YOUR GOAL:
Pull out the stretch from the start of the data through the line containing "box: [331, 265, 347, 303]" and reproduce it character for character, leaving out the pictures.

SUPPLIED INFORMATION:
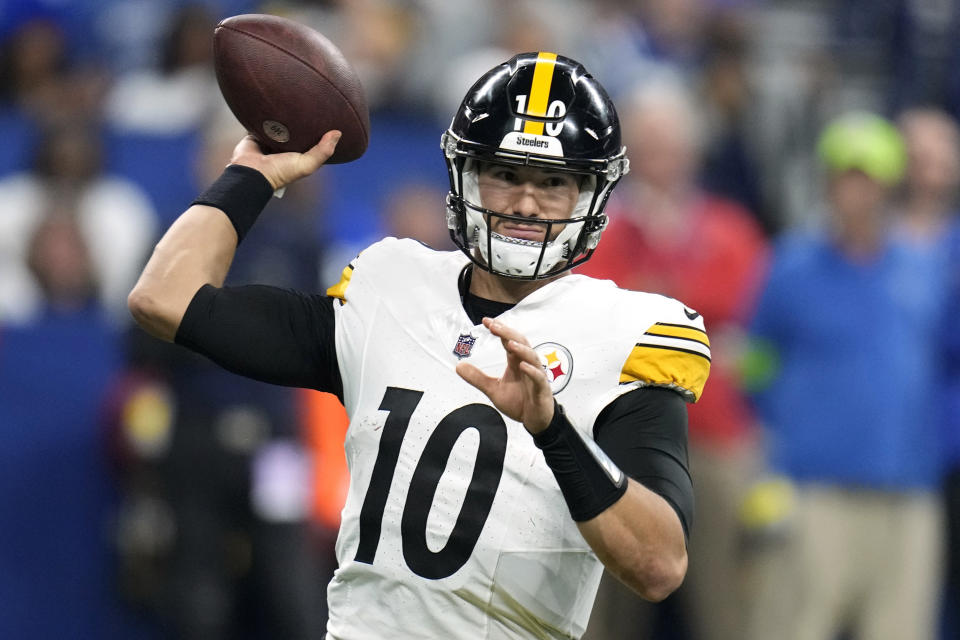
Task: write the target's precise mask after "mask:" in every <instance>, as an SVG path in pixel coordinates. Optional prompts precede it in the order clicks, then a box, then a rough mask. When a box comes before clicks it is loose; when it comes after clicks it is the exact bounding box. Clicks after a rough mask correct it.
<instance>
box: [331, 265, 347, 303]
mask: <svg viewBox="0 0 960 640" xmlns="http://www.w3.org/2000/svg"><path fill="white" fill-rule="evenodd" d="M352 276H353V265H352V264H348V265H347V266H345V267H344V268H343V273H342V274H340V282H338V283H337V284H335V285H333V286H332V287H328V288H327V295H328V296H330V297H331V298H339V299H340V301H341V302H346V301H347V298H346V296H347V287H348V286H349V285H350V278H351V277H352Z"/></svg>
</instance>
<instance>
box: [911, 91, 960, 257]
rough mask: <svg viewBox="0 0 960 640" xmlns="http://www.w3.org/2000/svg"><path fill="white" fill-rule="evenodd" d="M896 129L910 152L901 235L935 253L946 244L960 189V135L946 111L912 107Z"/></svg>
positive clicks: (957, 128)
mask: <svg viewBox="0 0 960 640" xmlns="http://www.w3.org/2000/svg"><path fill="white" fill-rule="evenodd" d="M898 125H899V128H900V132H901V135H902V136H903V139H904V143H905V144H906V149H907V173H906V178H905V183H904V190H903V191H904V193H903V202H902V203H901V205H900V207H899V208H900V211H899V216H898V220H897V227H898V231H899V232H900V233H901V234H902V235H903V236H904V239H905V240H907V241H912V242H915V243H917V244H918V245H920V246H927V247H930V249H931V250H934V249H935V247H937V246H942V245H943V242H942V240H943V237H944V236H945V235H946V229H947V226H948V225H949V224H950V222H951V218H953V217H954V214H955V212H956V206H957V193H958V188H960V130H958V128H957V123H956V121H955V120H954V119H953V118H952V117H951V116H950V115H948V114H947V113H946V112H944V111H941V110H939V109H932V108H914V109H910V110H908V111H905V112H904V113H902V114H901V115H900V117H899V119H898Z"/></svg>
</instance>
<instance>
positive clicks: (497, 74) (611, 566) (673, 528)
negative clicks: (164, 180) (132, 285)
mask: <svg viewBox="0 0 960 640" xmlns="http://www.w3.org/2000/svg"><path fill="white" fill-rule="evenodd" d="M338 139H339V132H336V131H331V132H328V133H327V134H326V135H324V136H323V138H322V139H321V140H320V142H319V143H318V144H317V146H315V147H314V148H313V149H311V150H310V151H308V152H306V153H304V154H296V153H282V154H275V155H263V154H262V153H261V151H260V149H259V147H258V146H257V144H256V143H255V142H254V141H253V140H252V139H251V138H247V139H244V140H243V141H241V142H240V143H239V145H238V146H237V147H236V149H235V151H234V155H233V158H232V161H231V164H230V166H228V167H227V169H226V170H225V172H224V174H223V176H221V178H219V179H218V180H217V181H216V182H215V183H214V184H213V185H212V186H211V187H210V188H209V189H208V190H207V191H206V192H205V193H204V194H202V195H201V196H200V197H199V198H198V199H197V200H196V201H195V202H194V204H193V205H192V206H191V207H190V208H189V209H188V210H187V211H186V212H185V213H184V214H183V215H182V216H181V217H180V218H179V219H178V220H177V221H176V222H175V223H174V224H173V225H172V226H171V228H170V230H169V231H168V232H167V233H166V235H165V236H164V237H163V238H162V240H161V241H160V243H159V244H158V245H157V248H156V251H155V252H154V254H153V256H152V258H151V259H150V261H149V263H148V264H147V266H146V268H145V269H144V272H143V275H142V276H141V278H140V281H139V283H138V284H137V286H136V288H135V289H134V290H133V292H132V293H131V295H130V308H131V311H132V313H133V315H134V316H135V317H136V319H137V320H138V322H139V323H140V324H141V326H143V327H144V328H145V329H147V330H148V331H150V332H151V333H153V334H154V335H156V336H159V337H160V338H163V339H165V340H170V341H176V342H177V343H179V344H181V345H184V346H186V347H188V348H190V349H193V350H195V351H197V352H199V353H202V354H205V355H206V356H208V357H210V358H211V359H213V360H215V361H216V362H218V363H220V364H221V365H222V366H224V367H226V368H228V369H230V370H232V371H236V372H238V373H241V374H243V375H247V376H251V377H254V378H258V379H261V380H265V381H267V382H272V383H277V384H285V385H296V386H304V387H310V388H315V389H319V390H322V391H328V392H332V393H334V394H336V395H337V396H339V397H340V399H341V400H342V401H343V403H344V405H345V406H346V408H347V411H348V413H349V415H350V419H351V422H350V428H349V431H348V433H347V437H346V442H345V448H346V455H347V461H348V463H349V467H350V476H351V482H350V490H349V494H348V496H347V501H346V505H345V506H344V509H343V514H342V524H341V529H340V534H339V537H338V540H337V558H338V561H339V568H338V569H337V572H336V575H335V577H334V578H333V581H332V582H331V584H330V586H329V588H328V598H329V610H330V618H329V623H328V627H327V632H328V637H329V638H332V639H337V640H351V639H368V638H452V639H458V638H463V639H465V640H466V639H470V640H476V639H478V638H577V637H579V636H580V635H581V634H582V633H583V631H584V629H585V627H586V624H587V620H588V618H589V615H590V610H591V607H592V604H593V599H594V596H595V593H596V589H597V584H598V582H599V580H600V575H601V573H602V570H603V567H604V566H606V567H607V569H609V570H610V571H612V572H613V573H614V574H615V575H616V576H617V577H619V578H620V579H621V580H622V581H624V582H625V583H626V584H627V585H629V586H630V587H632V588H633V589H634V590H635V591H636V592H637V593H638V594H639V595H640V596H642V597H644V598H647V599H650V600H655V601H656V600H661V599H663V598H664V597H666V596H667V595H668V594H669V593H671V592H672V591H673V590H674V589H676V588H677V586H679V584H680V583H681V581H682V580H683V577H684V574H685V572H686V566H687V555H686V538H687V535H688V534H689V530H690V526H691V520H692V512H693V504H692V503H693V498H692V488H691V485H690V478H689V474H688V472H687V468H686V460H687V451H686V405H685V402H693V401H695V400H696V399H697V398H698V397H699V395H700V393H701V391H702V389H703V385H704V382H705V381H706V377H707V373H708V371H709V363H710V350H709V342H708V340H707V336H706V334H705V333H704V325H703V319H702V318H701V317H700V316H699V314H697V313H696V312H695V311H693V310H691V309H689V308H687V307H685V306H684V305H683V304H682V303H680V302H678V301H676V300H672V299H669V298H665V297H662V296H658V295H653V294H647V293H638V292H631V291H626V290H622V289H618V288H616V286H615V285H614V284H613V283H611V282H609V281H598V280H594V279H591V278H588V277H586V276H581V275H574V274H572V273H571V268H573V267H575V266H576V265H578V264H580V263H582V262H583V261H585V260H587V259H588V258H589V257H590V254H591V253H592V252H593V249H594V248H595V247H596V246H597V243H598V242H599V240H600V236H601V234H602V232H603V229H604V226H605V225H606V217H605V216H604V214H603V208H604V205H605V203H606V200H607V198H608V196H609V195H610V191H611V190H612V189H613V188H614V186H615V185H616V183H617V181H618V180H619V179H620V177H621V176H622V175H623V174H624V173H625V172H626V171H627V170H628V161H627V158H626V155H625V149H624V148H623V147H622V146H621V142H620V126H619V122H618V119H617V114H616V110H615V108H614V105H613V103H612V102H611V100H610V98H609V97H608V96H607V94H606V92H605V91H604V89H603V88H602V87H601V86H600V84H599V83H598V82H597V81H596V80H595V79H594V78H593V77H592V76H590V74H589V73H587V71H586V70H585V69H584V68H583V67H582V66H581V65H580V64H579V63H577V62H576V61H574V60H571V59H569V58H566V57H564V56H559V55H556V54H554V53H549V52H538V53H527V54H521V55H518V56H515V57H514V58H512V59H511V60H509V61H507V62H505V63H503V64H502V65H499V66H497V67H496V68H494V69H492V70H490V71H489V72H488V73H486V74H485V75H484V76H482V77H481V78H480V79H479V80H478V81H477V82H476V83H475V84H474V85H473V87H472V88H471V89H470V90H469V92H468V93H467V95H466V97H465V98H464V100H463V103H462V104H461V106H460V108H459V110H458V111H457V113H456V115H455V116H454V118H453V121H452V124H451V126H450V128H449V129H448V130H447V131H446V133H444V135H443V137H442V144H441V146H442V150H443V153H444V156H445V158H446V162H447V166H448V169H449V174H450V193H449V195H448V197H447V214H446V221H447V226H448V227H449V229H450V234H451V237H452V238H453V239H454V241H455V242H456V244H457V245H458V246H459V248H460V249H461V251H452V252H439V251H434V250H432V249H430V248H429V247H426V246H424V245H421V244H419V243H417V242H415V241H412V240H398V239H395V238H387V239H385V240H382V241H380V242H378V243H376V244H374V245H372V246H370V247H369V248H367V249H366V250H364V251H363V252H361V253H360V255H359V256H358V257H357V258H356V260H355V261H354V262H353V263H351V264H350V265H349V266H347V267H346V268H345V269H344V271H343V277H342V279H341V280H340V282H339V283H338V284H336V285H334V286H332V287H330V289H328V290H327V291H326V295H322V294H312V293H297V292H291V291H286V290H278V289H273V288H268V287H261V286H255V285H251V286H244V287H236V288H228V287H223V286H222V284H223V281H224V277H225V275H226V273H227V270H228V269H229V267H230V263H231V260H232V258H233V254H234V250H235V248H236V246H237V243H238V242H239V241H240V240H242V239H243V236H244V235H245V233H246V232H247V231H248V230H249V228H250V226H251V225H252V224H253V221H254V220H255V219H256V217H257V215H258V214H259V213H260V211H261V210H262V209H263V207H264V206H265V205H266V203H267V201H268V200H269V199H270V196H271V194H272V193H273V192H274V191H275V190H276V189H279V188H282V187H283V186H284V185H286V184H289V183H290V182H293V181H294V180H297V179H298V178H300V177H303V176H305V175H308V174H310V173H312V172H313V171H315V170H317V168H319V167H320V166H321V165H322V164H323V162H324V161H325V160H326V159H327V158H329V157H330V155H331V153H332V152H333V150H334V148H335V146H336V142H337V140H338Z"/></svg>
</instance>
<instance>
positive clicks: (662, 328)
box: [646, 322, 710, 347]
mask: <svg viewBox="0 0 960 640" xmlns="http://www.w3.org/2000/svg"><path fill="white" fill-rule="evenodd" d="M646 335H648V336H660V337H663V338H680V339H681V340H693V341H695V342H699V343H700V344H702V345H704V346H706V347H709V346H710V339H709V338H708V337H707V334H706V333H705V332H704V331H702V330H700V329H697V328H696V327H690V326H687V325H683V324H669V323H666V322H658V323H657V324H655V325H653V326H652V327H650V328H649V329H647V332H646Z"/></svg>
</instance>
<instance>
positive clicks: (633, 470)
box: [593, 387, 693, 537]
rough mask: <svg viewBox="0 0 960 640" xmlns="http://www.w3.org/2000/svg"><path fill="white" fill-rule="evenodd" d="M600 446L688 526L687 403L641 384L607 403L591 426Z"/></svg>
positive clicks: (676, 395) (622, 467)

SOLUTION FOR THIS EXERCISE:
Task: write the target's precise mask after "mask:" in every <instance>, as an SVG path in pixel coordinates. Optional prompts precede it in the order clicks, then a box, then a rough mask. When a box comes before clicks it is loose; when it comes after clicks it is the exact bounding box. Clicks after a rough mask correct it.
<instance>
box: [331, 265, 347, 303]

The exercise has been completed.